With the material below, print exactly the lines between the line holding "TARGET: black tv screen" and the line holding "TARGET: rough rock texture", inclusive. Add nothing else.

── Data excerpts ──

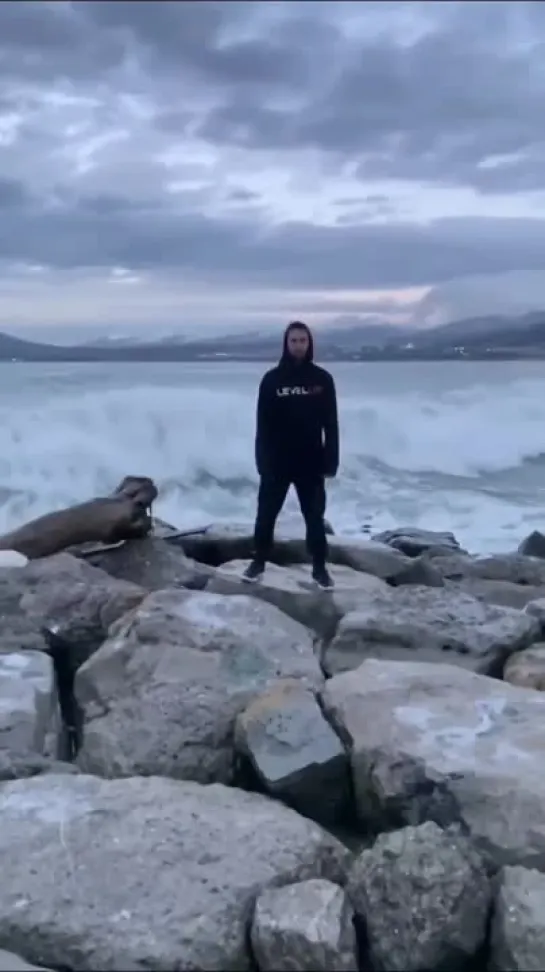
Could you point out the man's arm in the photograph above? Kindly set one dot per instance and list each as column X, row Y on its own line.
column 331, row 430
column 263, row 425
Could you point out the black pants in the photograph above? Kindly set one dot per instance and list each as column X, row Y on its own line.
column 312, row 499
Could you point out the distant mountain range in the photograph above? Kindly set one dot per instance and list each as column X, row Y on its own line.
column 349, row 339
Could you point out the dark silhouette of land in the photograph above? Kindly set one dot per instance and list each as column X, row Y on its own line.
column 477, row 339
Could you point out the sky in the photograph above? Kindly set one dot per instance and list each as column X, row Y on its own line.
column 198, row 167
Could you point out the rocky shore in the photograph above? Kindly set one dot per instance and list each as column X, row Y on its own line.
column 198, row 774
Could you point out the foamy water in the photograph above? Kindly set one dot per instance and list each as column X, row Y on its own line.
column 446, row 446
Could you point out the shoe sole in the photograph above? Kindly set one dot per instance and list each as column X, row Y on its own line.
column 324, row 587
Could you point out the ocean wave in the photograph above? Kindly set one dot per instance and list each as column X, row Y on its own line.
column 470, row 458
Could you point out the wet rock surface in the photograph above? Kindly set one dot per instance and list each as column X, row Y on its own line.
column 397, row 819
column 307, row 926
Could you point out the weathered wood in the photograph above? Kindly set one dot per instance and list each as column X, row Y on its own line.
column 125, row 515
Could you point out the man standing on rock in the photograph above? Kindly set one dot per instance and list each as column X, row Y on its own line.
column 297, row 443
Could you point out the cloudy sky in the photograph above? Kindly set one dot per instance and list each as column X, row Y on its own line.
column 180, row 165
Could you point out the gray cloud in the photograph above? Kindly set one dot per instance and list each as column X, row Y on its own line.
column 171, row 138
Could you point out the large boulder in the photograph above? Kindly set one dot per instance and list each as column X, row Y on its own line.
column 73, row 600
column 527, row 668
column 513, row 567
column 142, row 874
column 413, row 541
column 430, row 624
column 502, row 592
column 151, row 563
column 294, row 752
column 162, row 694
column 437, row 742
column 29, row 708
column 217, row 543
column 518, row 926
column 533, row 545
column 292, row 590
column 307, row 927
column 425, row 898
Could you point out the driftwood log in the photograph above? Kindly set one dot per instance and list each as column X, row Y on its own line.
column 124, row 515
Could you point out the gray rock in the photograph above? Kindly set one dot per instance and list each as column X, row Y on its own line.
column 533, row 545
column 18, row 764
column 368, row 556
column 151, row 563
column 518, row 927
column 162, row 694
column 292, row 590
column 145, row 873
column 14, row 963
column 295, row 753
column 412, row 541
column 504, row 593
column 515, row 568
column 527, row 668
column 437, row 742
column 76, row 601
column 29, row 711
column 217, row 543
column 425, row 898
column 304, row 927
column 419, row 572
column 430, row 624
column 536, row 609
column 18, row 632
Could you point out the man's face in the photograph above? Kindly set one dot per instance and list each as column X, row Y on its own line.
column 298, row 343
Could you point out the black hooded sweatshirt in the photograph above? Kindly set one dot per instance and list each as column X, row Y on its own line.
column 297, row 425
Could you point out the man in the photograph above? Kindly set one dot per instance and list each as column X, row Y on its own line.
column 297, row 443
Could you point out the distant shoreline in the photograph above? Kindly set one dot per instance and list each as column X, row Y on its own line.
column 174, row 356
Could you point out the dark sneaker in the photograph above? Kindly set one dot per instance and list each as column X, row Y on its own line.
column 253, row 572
column 322, row 577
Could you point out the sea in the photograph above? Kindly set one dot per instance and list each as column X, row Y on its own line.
column 454, row 446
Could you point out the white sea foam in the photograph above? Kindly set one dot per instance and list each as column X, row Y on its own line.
column 438, row 447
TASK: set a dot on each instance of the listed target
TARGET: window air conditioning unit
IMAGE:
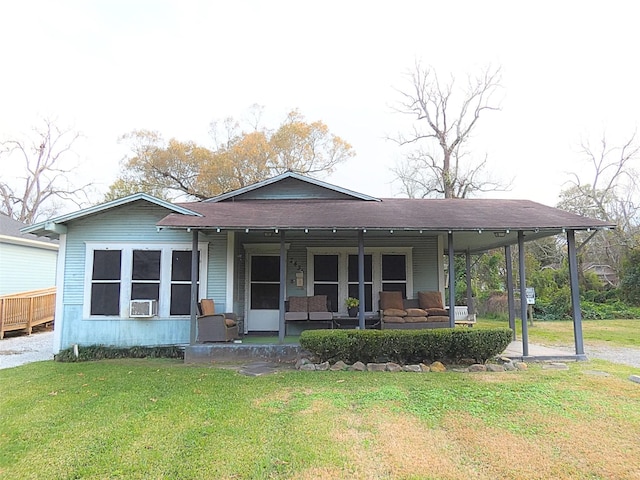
(143, 308)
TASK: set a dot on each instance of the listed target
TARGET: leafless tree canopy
(445, 117)
(45, 183)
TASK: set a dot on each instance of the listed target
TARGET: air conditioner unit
(143, 308)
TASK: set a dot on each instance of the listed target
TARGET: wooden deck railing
(23, 311)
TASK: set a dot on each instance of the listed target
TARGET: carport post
(575, 292)
(452, 283)
(510, 303)
(523, 295)
(194, 286)
(283, 288)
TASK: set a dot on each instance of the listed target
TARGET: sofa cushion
(416, 312)
(415, 319)
(298, 304)
(317, 303)
(430, 300)
(391, 300)
(393, 319)
(394, 312)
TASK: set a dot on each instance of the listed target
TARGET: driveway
(18, 349)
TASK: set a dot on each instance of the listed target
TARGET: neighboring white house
(27, 262)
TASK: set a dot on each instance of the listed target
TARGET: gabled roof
(328, 188)
(51, 227)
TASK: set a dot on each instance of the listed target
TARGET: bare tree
(440, 164)
(45, 182)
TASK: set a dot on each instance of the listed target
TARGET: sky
(570, 75)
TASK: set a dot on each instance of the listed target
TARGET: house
(26, 261)
(286, 236)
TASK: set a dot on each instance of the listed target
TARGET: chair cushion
(393, 319)
(416, 312)
(391, 300)
(430, 300)
(432, 312)
(317, 303)
(394, 312)
(298, 304)
(320, 316)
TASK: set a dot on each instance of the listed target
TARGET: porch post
(452, 283)
(194, 286)
(361, 306)
(575, 293)
(283, 287)
(510, 301)
(470, 301)
(523, 295)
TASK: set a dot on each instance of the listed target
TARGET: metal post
(511, 304)
(283, 288)
(523, 295)
(575, 293)
(361, 321)
(452, 282)
(194, 287)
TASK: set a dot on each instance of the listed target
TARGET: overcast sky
(569, 70)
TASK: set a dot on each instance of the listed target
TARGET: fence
(23, 311)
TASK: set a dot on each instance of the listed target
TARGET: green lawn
(161, 419)
(623, 333)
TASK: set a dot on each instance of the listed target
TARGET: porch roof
(466, 218)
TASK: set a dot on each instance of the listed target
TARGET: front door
(264, 293)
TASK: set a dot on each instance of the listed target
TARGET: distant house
(286, 236)
(27, 262)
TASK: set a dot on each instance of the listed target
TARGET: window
(334, 272)
(119, 273)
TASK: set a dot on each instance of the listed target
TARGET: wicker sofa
(426, 311)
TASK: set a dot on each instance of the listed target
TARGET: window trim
(126, 266)
(343, 269)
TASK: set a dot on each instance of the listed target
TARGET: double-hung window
(118, 273)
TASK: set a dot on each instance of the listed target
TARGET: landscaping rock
(412, 368)
(338, 366)
(323, 367)
(437, 367)
(493, 367)
(376, 367)
(477, 367)
(358, 367)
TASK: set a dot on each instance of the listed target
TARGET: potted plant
(352, 306)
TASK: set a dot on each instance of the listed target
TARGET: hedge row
(406, 346)
(101, 352)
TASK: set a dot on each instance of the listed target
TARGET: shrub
(405, 346)
(101, 352)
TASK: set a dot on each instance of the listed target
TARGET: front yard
(162, 419)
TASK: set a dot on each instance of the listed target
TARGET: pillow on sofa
(317, 303)
(391, 300)
(416, 312)
(297, 304)
(430, 300)
(394, 312)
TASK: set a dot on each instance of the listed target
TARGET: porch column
(523, 295)
(194, 286)
(470, 300)
(452, 283)
(575, 293)
(510, 301)
(283, 287)
(361, 305)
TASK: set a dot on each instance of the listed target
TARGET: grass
(622, 333)
(161, 419)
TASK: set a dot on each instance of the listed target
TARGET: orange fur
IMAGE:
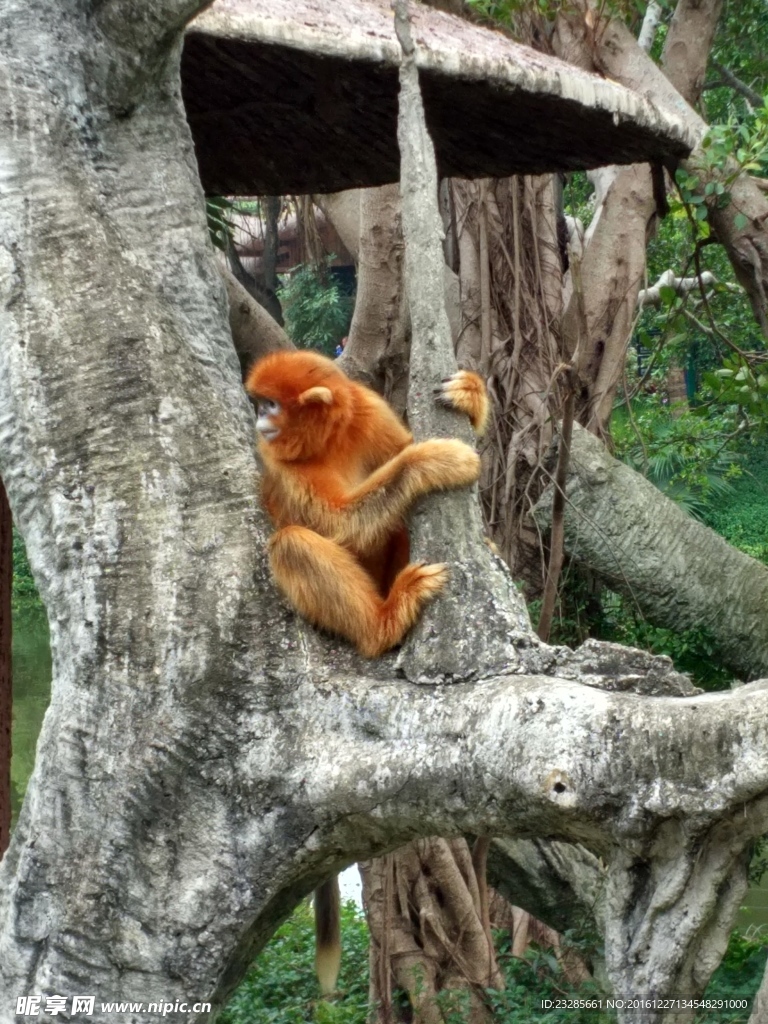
(340, 474)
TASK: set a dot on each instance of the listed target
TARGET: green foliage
(692, 459)
(740, 972)
(281, 987)
(741, 517)
(219, 212)
(742, 384)
(24, 591)
(316, 311)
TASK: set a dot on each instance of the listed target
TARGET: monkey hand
(466, 393)
(441, 464)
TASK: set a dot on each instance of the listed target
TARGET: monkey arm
(366, 515)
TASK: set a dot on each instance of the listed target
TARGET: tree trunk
(427, 934)
(6, 678)
(679, 572)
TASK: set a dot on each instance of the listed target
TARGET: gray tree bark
(206, 758)
(678, 571)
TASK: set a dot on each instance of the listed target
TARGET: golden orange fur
(340, 474)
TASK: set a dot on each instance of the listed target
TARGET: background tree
(182, 692)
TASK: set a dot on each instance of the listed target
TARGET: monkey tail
(328, 934)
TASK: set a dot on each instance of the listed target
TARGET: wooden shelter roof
(301, 96)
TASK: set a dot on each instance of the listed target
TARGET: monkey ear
(316, 394)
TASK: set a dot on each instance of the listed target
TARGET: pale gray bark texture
(254, 332)
(678, 571)
(206, 758)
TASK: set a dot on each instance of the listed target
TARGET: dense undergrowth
(280, 987)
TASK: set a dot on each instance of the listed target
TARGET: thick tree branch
(679, 572)
(445, 527)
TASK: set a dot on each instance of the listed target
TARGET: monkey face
(268, 417)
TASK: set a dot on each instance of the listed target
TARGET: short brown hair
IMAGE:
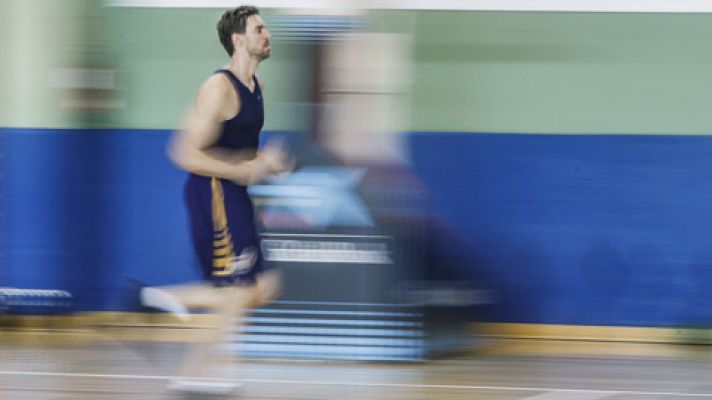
(234, 21)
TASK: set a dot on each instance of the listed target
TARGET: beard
(261, 53)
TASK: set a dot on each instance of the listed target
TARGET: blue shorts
(222, 225)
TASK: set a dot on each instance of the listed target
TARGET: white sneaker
(162, 300)
(197, 386)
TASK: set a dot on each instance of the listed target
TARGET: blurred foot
(164, 301)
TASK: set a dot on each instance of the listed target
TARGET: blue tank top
(242, 132)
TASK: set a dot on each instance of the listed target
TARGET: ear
(236, 39)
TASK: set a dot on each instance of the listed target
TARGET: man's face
(257, 37)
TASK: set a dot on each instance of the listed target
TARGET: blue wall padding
(602, 230)
(570, 229)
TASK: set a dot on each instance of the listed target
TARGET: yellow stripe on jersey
(223, 250)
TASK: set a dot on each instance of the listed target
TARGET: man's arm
(189, 149)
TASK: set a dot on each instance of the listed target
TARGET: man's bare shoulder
(215, 85)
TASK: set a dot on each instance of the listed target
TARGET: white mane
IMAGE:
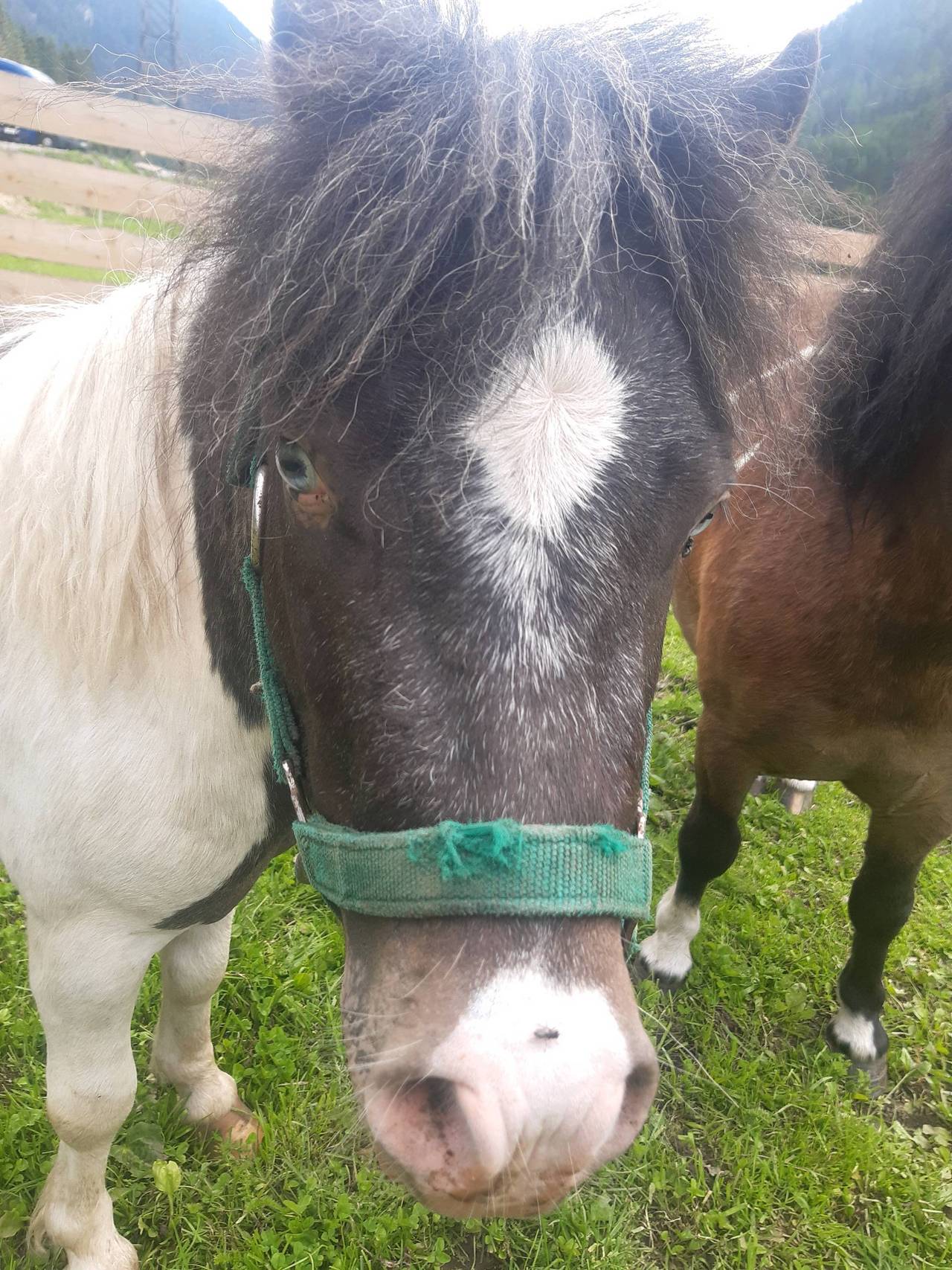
(94, 492)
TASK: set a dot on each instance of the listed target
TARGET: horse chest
(145, 795)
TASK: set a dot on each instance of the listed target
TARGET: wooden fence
(159, 131)
(34, 173)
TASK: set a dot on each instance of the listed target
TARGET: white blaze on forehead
(551, 429)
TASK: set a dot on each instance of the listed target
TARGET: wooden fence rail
(156, 129)
(117, 121)
(106, 120)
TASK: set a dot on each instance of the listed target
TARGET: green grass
(54, 269)
(758, 1153)
(48, 211)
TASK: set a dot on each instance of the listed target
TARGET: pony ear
(779, 94)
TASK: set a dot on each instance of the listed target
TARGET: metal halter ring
(258, 516)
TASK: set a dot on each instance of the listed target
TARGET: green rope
(495, 867)
(281, 716)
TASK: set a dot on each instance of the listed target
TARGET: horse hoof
(876, 1071)
(797, 797)
(639, 971)
(238, 1128)
(875, 1068)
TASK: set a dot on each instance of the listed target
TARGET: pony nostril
(437, 1097)
(641, 1080)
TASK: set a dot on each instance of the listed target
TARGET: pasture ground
(758, 1153)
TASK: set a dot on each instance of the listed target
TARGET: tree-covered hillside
(108, 31)
(887, 69)
(60, 61)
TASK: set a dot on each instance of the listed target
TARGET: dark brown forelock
(414, 168)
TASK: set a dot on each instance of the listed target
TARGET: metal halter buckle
(258, 516)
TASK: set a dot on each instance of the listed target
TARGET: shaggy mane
(424, 185)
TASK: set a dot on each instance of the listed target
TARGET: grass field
(758, 1152)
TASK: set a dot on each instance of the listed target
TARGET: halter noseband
(448, 869)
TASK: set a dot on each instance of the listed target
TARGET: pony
(480, 298)
(822, 619)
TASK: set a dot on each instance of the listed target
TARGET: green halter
(495, 867)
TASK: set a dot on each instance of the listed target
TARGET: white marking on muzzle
(546, 1065)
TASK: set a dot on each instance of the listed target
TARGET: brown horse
(823, 619)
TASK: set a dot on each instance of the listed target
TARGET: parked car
(30, 136)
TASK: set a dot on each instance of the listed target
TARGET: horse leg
(193, 966)
(86, 978)
(880, 903)
(707, 846)
(797, 797)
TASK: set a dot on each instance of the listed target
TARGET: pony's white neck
(99, 571)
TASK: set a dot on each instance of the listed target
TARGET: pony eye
(702, 525)
(296, 469)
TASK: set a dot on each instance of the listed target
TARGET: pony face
(492, 300)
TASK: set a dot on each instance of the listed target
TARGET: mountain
(109, 31)
(887, 69)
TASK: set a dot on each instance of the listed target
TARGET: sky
(750, 25)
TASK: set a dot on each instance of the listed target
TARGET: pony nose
(484, 1137)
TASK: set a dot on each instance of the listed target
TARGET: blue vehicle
(28, 136)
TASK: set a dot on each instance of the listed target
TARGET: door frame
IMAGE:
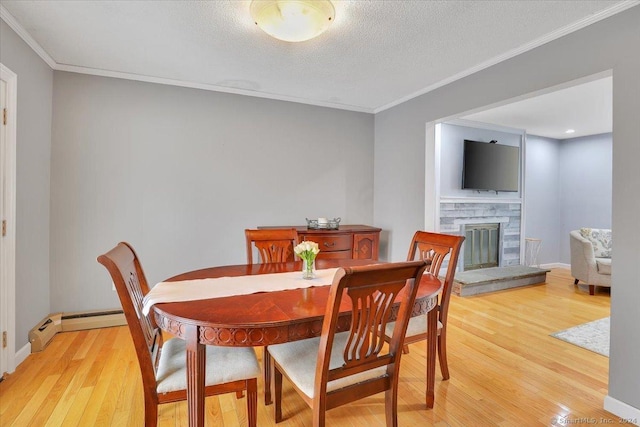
(8, 242)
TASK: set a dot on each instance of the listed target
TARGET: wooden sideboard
(348, 241)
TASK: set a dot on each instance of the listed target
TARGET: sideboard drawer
(338, 242)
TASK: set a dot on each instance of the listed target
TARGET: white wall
(180, 173)
(33, 154)
(585, 176)
(400, 169)
(543, 211)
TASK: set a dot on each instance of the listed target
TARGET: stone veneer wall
(454, 216)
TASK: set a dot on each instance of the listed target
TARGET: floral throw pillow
(600, 239)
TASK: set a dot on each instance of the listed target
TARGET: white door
(8, 83)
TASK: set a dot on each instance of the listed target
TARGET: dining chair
(273, 244)
(433, 248)
(339, 368)
(163, 363)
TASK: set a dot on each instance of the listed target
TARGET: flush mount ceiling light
(292, 20)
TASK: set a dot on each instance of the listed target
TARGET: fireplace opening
(481, 246)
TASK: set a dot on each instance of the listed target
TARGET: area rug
(593, 336)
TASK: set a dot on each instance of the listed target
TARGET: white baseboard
(556, 265)
(627, 414)
(22, 354)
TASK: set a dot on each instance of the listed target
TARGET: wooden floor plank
(505, 370)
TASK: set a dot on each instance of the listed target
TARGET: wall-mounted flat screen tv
(490, 166)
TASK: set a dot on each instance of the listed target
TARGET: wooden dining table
(266, 318)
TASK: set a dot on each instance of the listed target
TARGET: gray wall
(180, 173)
(543, 207)
(33, 154)
(585, 176)
(400, 167)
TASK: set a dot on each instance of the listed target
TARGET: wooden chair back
(372, 291)
(131, 285)
(434, 248)
(273, 244)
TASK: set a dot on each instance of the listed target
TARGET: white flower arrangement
(307, 250)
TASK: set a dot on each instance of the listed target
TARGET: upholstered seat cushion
(603, 265)
(417, 326)
(239, 363)
(299, 358)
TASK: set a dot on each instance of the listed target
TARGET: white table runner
(190, 290)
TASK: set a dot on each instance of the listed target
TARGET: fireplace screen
(481, 246)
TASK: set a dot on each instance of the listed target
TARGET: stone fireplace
(491, 230)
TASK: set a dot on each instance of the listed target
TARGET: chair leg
(442, 355)
(150, 412)
(277, 390)
(267, 368)
(391, 406)
(319, 414)
(252, 402)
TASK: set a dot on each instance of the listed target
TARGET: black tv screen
(490, 166)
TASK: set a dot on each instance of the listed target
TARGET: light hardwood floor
(505, 371)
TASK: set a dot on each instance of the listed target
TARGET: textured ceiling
(375, 55)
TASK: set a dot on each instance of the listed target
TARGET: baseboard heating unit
(42, 334)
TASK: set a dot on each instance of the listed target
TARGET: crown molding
(205, 86)
(554, 35)
(24, 34)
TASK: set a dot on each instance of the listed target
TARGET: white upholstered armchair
(591, 257)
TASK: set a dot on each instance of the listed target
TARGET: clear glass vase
(309, 268)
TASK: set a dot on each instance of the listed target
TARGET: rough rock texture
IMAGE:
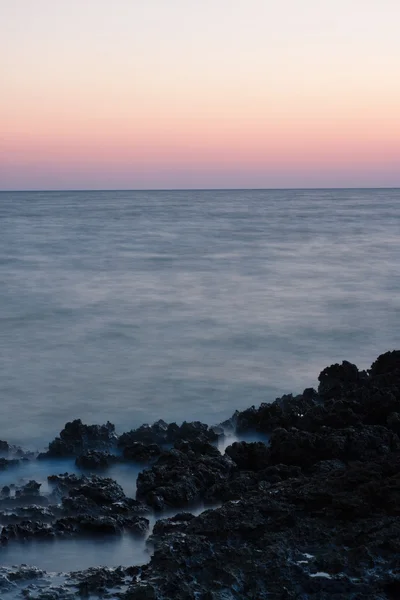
(76, 438)
(95, 459)
(139, 452)
(162, 433)
(182, 475)
(89, 506)
(313, 515)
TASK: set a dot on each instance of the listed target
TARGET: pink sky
(198, 97)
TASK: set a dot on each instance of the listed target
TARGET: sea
(131, 306)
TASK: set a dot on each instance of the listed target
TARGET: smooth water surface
(135, 306)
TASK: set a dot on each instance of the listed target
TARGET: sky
(155, 94)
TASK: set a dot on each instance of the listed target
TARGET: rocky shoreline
(313, 514)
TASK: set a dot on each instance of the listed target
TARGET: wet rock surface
(315, 514)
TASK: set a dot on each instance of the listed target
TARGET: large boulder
(182, 476)
(77, 438)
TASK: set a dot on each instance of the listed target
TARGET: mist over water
(135, 306)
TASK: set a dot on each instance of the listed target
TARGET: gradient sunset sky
(107, 94)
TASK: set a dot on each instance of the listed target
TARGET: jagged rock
(6, 463)
(337, 378)
(95, 459)
(139, 452)
(253, 456)
(161, 433)
(76, 438)
(181, 477)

───

§ **Problem solution**:
TARGET: black tv screen
(490, 166)
TASK: set a dot on each instance of the listed target
TARGET: light hardwood floor
(505, 371)
TASK: set a dot on each instance of the listed target
TARGET: textured ceiling
(375, 55)
TASK: set a dot on each instance of the listed target
TARGET: baseboard heating unit
(42, 334)
TASK: set a dot on each instance of the listed target
TARGET: crown molding
(205, 86)
(554, 35)
(24, 34)
TASK: set a dot on each instance of the listed target
TARGET: white upholstered armchair
(591, 257)
TASK: set a dot on each instance of the listed target
TARGET: clear glass vase
(309, 268)
TASK: set a dot on each instance of the listed target
TARGET: rough rock texture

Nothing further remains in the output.